## START The records

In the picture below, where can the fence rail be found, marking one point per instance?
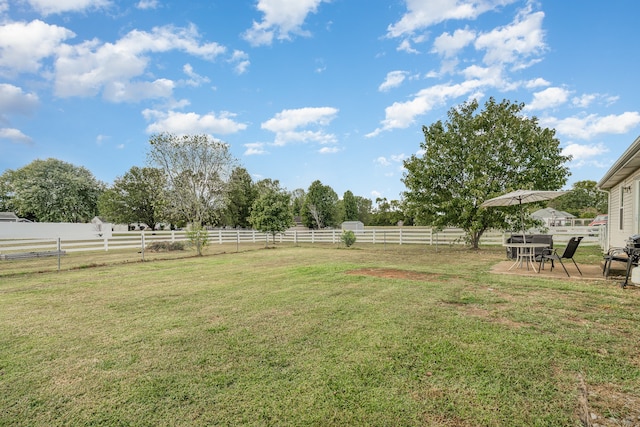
(378, 235)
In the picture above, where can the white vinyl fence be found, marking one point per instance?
(378, 236)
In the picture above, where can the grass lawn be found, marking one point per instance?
(317, 336)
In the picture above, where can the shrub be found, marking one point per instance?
(348, 238)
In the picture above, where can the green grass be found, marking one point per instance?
(286, 337)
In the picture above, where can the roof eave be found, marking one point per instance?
(626, 165)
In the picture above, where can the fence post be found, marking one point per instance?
(59, 252)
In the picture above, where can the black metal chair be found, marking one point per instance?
(568, 253)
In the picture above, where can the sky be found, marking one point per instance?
(305, 90)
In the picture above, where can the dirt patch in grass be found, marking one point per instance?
(606, 405)
(391, 273)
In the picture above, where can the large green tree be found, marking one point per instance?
(387, 212)
(197, 169)
(51, 191)
(320, 207)
(350, 205)
(241, 194)
(584, 200)
(474, 156)
(271, 211)
(137, 196)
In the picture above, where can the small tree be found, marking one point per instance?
(51, 191)
(135, 197)
(198, 237)
(319, 209)
(271, 212)
(348, 237)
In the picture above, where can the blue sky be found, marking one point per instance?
(335, 90)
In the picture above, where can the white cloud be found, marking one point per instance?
(406, 46)
(548, 98)
(424, 13)
(587, 127)
(135, 91)
(192, 123)
(328, 150)
(287, 123)
(14, 135)
(449, 45)
(393, 80)
(584, 101)
(511, 44)
(382, 161)
(148, 4)
(241, 61)
(47, 7)
(401, 115)
(389, 161)
(535, 83)
(87, 68)
(281, 19)
(13, 100)
(254, 149)
(23, 46)
(195, 79)
(581, 153)
(100, 139)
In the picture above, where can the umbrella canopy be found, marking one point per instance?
(519, 197)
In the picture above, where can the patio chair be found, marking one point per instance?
(568, 253)
(613, 254)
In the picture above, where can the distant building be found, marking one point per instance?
(9, 217)
(553, 218)
(355, 226)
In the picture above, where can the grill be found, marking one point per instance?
(633, 251)
(633, 242)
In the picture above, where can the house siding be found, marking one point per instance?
(619, 231)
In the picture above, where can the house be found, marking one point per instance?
(622, 182)
(553, 218)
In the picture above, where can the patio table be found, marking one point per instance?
(525, 253)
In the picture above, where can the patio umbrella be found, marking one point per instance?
(519, 197)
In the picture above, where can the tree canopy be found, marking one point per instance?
(241, 194)
(51, 191)
(271, 211)
(474, 156)
(319, 209)
(197, 169)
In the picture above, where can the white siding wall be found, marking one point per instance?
(619, 231)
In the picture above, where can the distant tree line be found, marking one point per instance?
(194, 181)
(187, 180)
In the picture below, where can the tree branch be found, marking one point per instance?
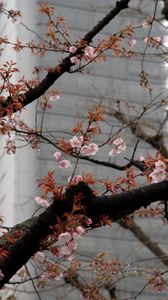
(114, 206)
(63, 67)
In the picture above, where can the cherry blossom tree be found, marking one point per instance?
(84, 202)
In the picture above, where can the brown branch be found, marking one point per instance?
(145, 239)
(115, 206)
(66, 64)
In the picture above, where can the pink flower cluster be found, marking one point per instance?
(1, 275)
(90, 52)
(155, 38)
(75, 179)
(76, 142)
(10, 147)
(41, 201)
(65, 163)
(119, 146)
(68, 242)
(90, 149)
(159, 172)
(39, 257)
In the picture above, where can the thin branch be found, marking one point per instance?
(66, 64)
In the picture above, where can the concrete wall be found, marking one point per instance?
(105, 83)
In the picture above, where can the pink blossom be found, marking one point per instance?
(1, 275)
(89, 150)
(76, 142)
(156, 38)
(93, 148)
(75, 179)
(41, 201)
(72, 49)
(80, 230)
(159, 173)
(74, 60)
(148, 21)
(64, 238)
(10, 147)
(65, 163)
(39, 257)
(85, 150)
(88, 221)
(119, 147)
(57, 155)
(69, 249)
(89, 52)
(132, 42)
(54, 97)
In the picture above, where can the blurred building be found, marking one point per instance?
(105, 83)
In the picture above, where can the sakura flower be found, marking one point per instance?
(159, 173)
(72, 49)
(74, 60)
(57, 155)
(91, 149)
(41, 201)
(64, 238)
(88, 221)
(148, 21)
(85, 150)
(119, 147)
(10, 147)
(1, 275)
(80, 230)
(132, 42)
(89, 52)
(154, 38)
(76, 142)
(39, 257)
(65, 163)
(75, 179)
(54, 97)
(69, 249)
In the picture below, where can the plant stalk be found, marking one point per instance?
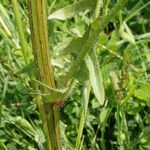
(20, 29)
(39, 34)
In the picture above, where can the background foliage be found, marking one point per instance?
(123, 50)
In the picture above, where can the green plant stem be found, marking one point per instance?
(20, 29)
(39, 35)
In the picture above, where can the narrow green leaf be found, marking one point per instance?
(75, 45)
(71, 10)
(30, 67)
(126, 33)
(92, 41)
(95, 77)
(2, 146)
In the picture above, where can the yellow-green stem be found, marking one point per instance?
(39, 35)
(20, 29)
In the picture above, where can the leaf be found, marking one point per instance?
(25, 125)
(30, 67)
(126, 33)
(71, 10)
(2, 146)
(92, 41)
(104, 115)
(95, 77)
(143, 93)
(75, 45)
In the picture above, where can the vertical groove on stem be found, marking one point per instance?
(39, 34)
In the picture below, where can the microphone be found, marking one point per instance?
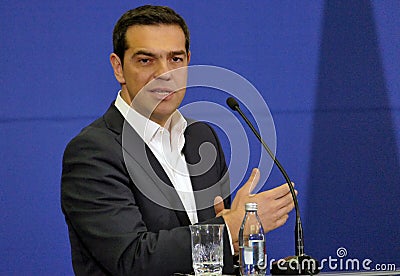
(300, 264)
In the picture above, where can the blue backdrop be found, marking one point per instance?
(329, 72)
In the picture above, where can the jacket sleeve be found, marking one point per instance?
(106, 221)
(102, 212)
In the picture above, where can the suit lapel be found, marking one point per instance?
(143, 167)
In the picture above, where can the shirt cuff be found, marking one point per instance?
(230, 239)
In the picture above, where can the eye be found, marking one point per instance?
(144, 60)
(177, 59)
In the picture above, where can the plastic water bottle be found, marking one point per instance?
(252, 257)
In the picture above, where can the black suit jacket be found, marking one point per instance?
(123, 215)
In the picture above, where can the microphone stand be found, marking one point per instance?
(300, 264)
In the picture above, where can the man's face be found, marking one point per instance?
(153, 50)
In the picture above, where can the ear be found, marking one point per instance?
(117, 67)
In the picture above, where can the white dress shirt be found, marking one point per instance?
(166, 143)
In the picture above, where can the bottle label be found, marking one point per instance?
(248, 255)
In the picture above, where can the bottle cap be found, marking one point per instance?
(251, 206)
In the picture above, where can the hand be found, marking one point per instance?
(273, 206)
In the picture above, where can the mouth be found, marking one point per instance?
(161, 93)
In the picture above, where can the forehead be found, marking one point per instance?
(158, 37)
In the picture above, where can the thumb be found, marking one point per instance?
(252, 182)
(218, 205)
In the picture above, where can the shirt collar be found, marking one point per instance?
(147, 129)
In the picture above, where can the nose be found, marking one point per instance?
(163, 71)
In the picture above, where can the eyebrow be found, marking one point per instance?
(150, 54)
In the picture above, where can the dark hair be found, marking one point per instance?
(145, 15)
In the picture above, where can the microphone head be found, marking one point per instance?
(232, 103)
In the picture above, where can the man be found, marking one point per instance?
(133, 180)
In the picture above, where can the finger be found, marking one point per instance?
(284, 201)
(218, 205)
(278, 192)
(252, 182)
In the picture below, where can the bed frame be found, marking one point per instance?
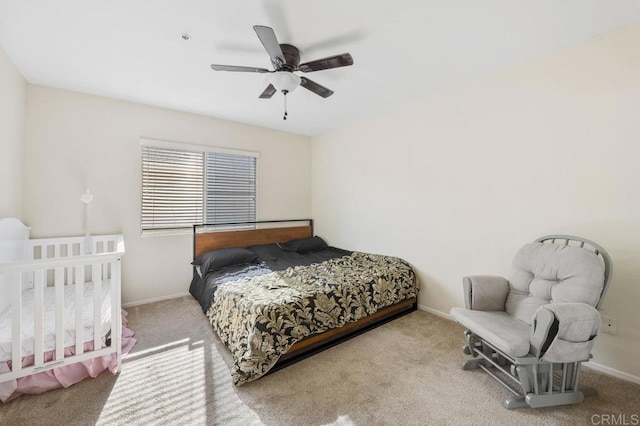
(209, 237)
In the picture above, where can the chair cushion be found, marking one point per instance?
(505, 332)
(547, 273)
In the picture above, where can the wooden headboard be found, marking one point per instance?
(207, 241)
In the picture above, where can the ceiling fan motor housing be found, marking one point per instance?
(291, 56)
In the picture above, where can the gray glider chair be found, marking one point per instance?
(532, 332)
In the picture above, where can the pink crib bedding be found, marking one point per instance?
(64, 376)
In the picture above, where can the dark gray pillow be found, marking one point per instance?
(218, 259)
(304, 245)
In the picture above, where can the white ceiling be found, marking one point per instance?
(403, 50)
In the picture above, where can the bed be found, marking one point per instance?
(60, 313)
(276, 295)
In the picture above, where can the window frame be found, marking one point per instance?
(158, 143)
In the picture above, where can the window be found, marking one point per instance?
(183, 185)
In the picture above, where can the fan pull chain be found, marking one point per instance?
(284, 92)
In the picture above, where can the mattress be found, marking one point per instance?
(49, 329)
(259, 310)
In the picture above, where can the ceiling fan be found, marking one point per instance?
(286, 59)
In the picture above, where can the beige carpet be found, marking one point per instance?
(404, 372)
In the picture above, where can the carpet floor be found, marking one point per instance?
(405, 372)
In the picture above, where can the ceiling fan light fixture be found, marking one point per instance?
(285, 81)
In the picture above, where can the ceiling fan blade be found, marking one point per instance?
(315, 87)
(236, 68)
(270, 43)
(268, 92)
(326, 63)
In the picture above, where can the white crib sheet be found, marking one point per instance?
(49, 330)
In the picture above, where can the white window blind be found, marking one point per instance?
(230, 188)
(183, 187)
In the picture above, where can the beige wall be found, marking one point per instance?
(76, 141)
(457, 183)
(13, 89)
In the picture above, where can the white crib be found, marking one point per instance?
(64, 295)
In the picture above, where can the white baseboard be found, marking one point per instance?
(612, 372)
(155, 299)
(593, 365)
(435, 312)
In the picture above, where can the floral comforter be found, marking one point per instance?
(259, 318)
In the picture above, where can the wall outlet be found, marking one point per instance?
(609, 325)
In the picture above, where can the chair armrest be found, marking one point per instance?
(485, 292)
(564, 332)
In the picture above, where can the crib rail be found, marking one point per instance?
(56, 263)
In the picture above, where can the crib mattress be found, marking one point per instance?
(49, 329)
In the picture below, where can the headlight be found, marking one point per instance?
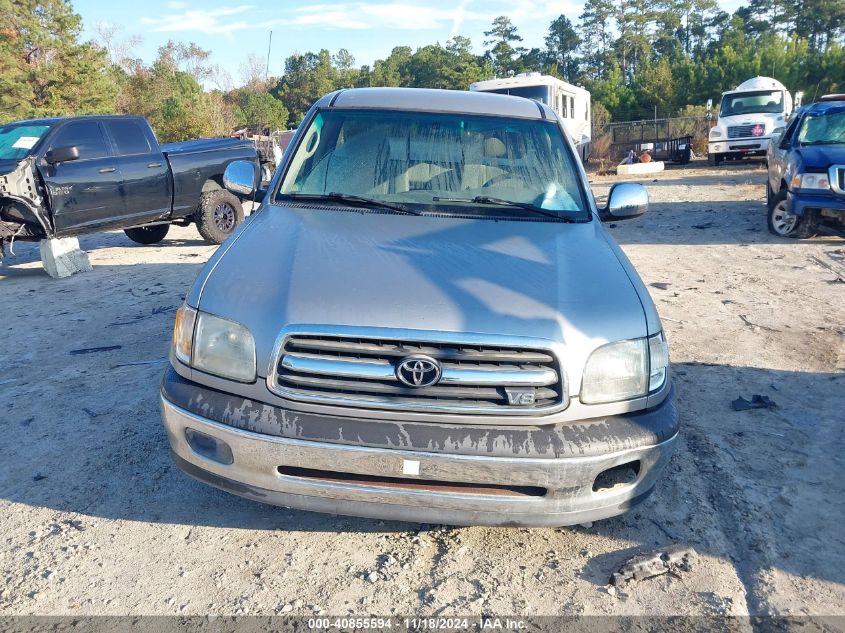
(624, 370)
(810, 181)
(214, 345)
(224, 348)
(183, 333)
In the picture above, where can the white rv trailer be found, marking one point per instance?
(571, 103)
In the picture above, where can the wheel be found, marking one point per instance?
(147, 234)
(218, 215)
(783, 223)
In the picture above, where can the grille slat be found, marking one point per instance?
(353, 371)
(397, 349)
(743, 131)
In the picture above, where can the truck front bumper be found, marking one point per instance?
(418, 485)
(755, 146)
(799, 201)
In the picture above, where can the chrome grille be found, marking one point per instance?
(475, 378)
(744, 131)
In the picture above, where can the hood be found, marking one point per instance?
(558, 282)
(820, 157)
(8, 166)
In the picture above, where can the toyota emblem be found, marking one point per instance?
(418, 371)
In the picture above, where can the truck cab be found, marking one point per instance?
(805, 188)
(570, 103)
(748, 116)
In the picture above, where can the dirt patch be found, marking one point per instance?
(96, 520)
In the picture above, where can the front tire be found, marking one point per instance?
(218, 215)
(147, 234)
(784, 224)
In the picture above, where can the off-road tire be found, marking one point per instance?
(148, 234)
(784, 224)
(219, 213)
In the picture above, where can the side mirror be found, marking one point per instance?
(61, 155)
(241, 178)
(626, 200)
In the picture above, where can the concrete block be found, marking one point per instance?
(63, 257)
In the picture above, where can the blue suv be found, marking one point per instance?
(806, 184)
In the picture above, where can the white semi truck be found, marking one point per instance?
(748, 115)
(571, 103)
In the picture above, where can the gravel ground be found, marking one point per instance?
(96, 520)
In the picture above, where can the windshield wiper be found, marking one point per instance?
(509, 203)
(359, 200)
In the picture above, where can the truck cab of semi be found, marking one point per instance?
(748, 116)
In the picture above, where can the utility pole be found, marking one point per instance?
(267, 69)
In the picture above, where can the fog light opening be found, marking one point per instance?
(617, 477)
(209, 447)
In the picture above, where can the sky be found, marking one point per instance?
(234, 29)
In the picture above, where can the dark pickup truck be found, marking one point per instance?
(68, 176)
(806, 184)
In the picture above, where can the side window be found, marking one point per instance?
(86, 136)
(129, 138)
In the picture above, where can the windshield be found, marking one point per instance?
(16, 141)
(538, 93)
(444, 163)
(751, 102)
(820, 129)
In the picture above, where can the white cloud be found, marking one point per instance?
(385, 15)
(214, 21)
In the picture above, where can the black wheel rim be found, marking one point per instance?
(224, 217)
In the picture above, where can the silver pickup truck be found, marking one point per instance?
(425, 320)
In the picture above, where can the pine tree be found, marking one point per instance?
(561, 44)
(501, 36)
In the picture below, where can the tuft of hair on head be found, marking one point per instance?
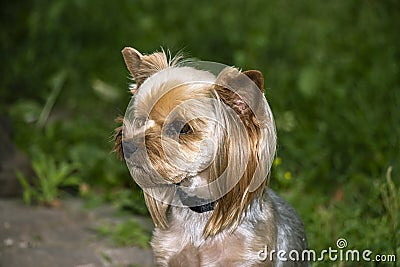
(142, 67)
(117, 148)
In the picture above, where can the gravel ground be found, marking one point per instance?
(63, 236)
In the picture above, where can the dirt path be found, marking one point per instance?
(58, 237)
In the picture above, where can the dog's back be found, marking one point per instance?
(291, 237)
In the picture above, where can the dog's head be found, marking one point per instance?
(193, 137)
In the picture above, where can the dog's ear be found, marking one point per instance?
(257, 77)
(242, 91)
(143, 66)
(250, 143)
(118, 140)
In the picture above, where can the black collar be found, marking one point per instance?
(203, 208)
(195, 203)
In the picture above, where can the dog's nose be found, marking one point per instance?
(128, 148)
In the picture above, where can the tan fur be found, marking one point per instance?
(239, 226)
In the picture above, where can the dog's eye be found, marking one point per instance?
(139, 122)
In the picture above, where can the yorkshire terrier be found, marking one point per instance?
(199, 138)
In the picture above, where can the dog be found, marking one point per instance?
(199, 139)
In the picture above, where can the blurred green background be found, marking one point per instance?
(332, 79)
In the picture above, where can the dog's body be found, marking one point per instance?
(274, 228)
(201, 146)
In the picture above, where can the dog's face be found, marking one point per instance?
(209, 135)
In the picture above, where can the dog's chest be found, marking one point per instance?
(184, 248)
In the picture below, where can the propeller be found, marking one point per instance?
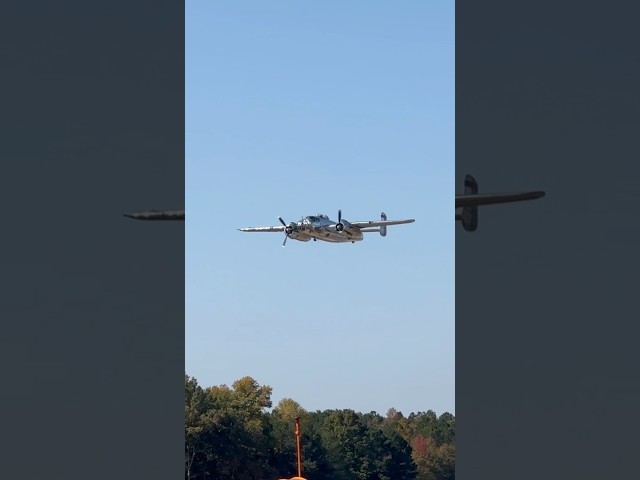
(339, 225)
(288, 229)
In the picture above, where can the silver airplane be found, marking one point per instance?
(467, 204)
(321, 227)
(157, 215)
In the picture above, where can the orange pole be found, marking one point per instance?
(298, 446)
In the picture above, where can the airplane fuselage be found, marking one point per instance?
(321, 227)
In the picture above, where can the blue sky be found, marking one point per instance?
(297, 108)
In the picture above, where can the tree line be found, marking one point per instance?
(233, 433)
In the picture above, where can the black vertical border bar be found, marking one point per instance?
(548, 97)
(92, 303)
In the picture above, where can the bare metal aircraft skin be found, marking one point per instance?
(321, 227)
(157, 215)
(467, 204)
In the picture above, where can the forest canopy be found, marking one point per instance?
(235, 433)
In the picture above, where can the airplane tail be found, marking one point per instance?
(469, 215)
(383, 228)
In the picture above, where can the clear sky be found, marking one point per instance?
(295, 108)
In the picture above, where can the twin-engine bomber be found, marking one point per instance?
(321, 227)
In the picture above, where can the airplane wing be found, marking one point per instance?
(478, 199)
(278, 228)
(157, 215)
(380, 223)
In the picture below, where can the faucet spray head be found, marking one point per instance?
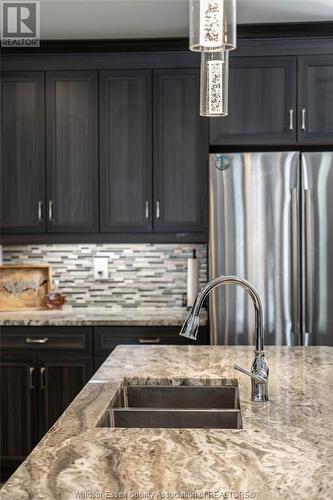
(190, 327)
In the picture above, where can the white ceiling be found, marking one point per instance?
(114, 19)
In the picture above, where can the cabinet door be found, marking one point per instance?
(18, 410)
(72, 157)
(23, 192)
(60, 381)
(126, 150)
(316, 99)
(262, 103)
(180, 153)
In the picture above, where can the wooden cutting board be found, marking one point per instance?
(24, 286)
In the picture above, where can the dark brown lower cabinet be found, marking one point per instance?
(35, 391)
(60, 381)
(44, 368)
(18, 411)
(42, 371)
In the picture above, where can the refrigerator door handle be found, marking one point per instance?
(307, 266)
(295, 260)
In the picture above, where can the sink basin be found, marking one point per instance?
(144, 406)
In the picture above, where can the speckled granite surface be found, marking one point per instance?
(284, 451)
(86, 316)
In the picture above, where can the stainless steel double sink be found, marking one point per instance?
(174, 406)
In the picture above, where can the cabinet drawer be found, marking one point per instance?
(76, 339)
(107, 338)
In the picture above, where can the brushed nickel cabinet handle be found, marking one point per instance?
(158, 211)
(307, 259)
(28, 340)
(156, 340)
(43, 378)
(291, 119)
(31, 373)
(294, 258)
(303, 119)
(40, 211)
(147, 209)
(50, 210)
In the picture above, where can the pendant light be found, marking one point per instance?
(212, 25)
(214, 83)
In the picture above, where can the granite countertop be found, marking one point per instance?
(284, 451)
(85, 316)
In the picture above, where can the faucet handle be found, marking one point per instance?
(255, 376)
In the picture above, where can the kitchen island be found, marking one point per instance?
(284, 449)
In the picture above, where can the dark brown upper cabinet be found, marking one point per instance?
(23, 179)
(72, 151)
(126, 151)
(315, 84)
(262, 103)
(180, 153)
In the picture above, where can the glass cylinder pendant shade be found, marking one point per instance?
(213, 25)
(214, 83)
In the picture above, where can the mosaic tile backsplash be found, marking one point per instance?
(146, 275)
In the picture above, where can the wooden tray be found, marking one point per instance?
(24, 286)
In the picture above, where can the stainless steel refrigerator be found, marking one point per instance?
(271, 222)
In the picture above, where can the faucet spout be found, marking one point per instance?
(259, 369)
(189, 332)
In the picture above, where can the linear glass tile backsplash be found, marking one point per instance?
(146, 275)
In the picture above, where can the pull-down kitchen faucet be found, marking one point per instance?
(259, 370)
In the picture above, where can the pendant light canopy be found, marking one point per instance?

## END The records

▶ **Given request**
Copy only this span: the line that contains "In the picture above, where can the mosaic", the last line, and every line between them.

▶ **Completed task**
In the picture above, where can the mosaic tile backsplash be found, marking one point per instance?
(146, 275)
In the picture above, where can the wooden tray be found, marking one point per instance?
(24, 286)
In the picture above, where can the stainless steel refrigerator be found, marking one point per instance?
(271, 222)
In the picture above, where can the faucet spout be found, marking one point per instance?
(259, 369)
(189, 332)
In the picture above, where can the linear glass tile backsplash be found, marking one point per instance?
(146, 275)
In the picture above, where can the pull-down kitchen faucet be found, marking one point per instance?
(259, 370)
In the picture above, where can the pendant light canopy be found, marking one point per instance?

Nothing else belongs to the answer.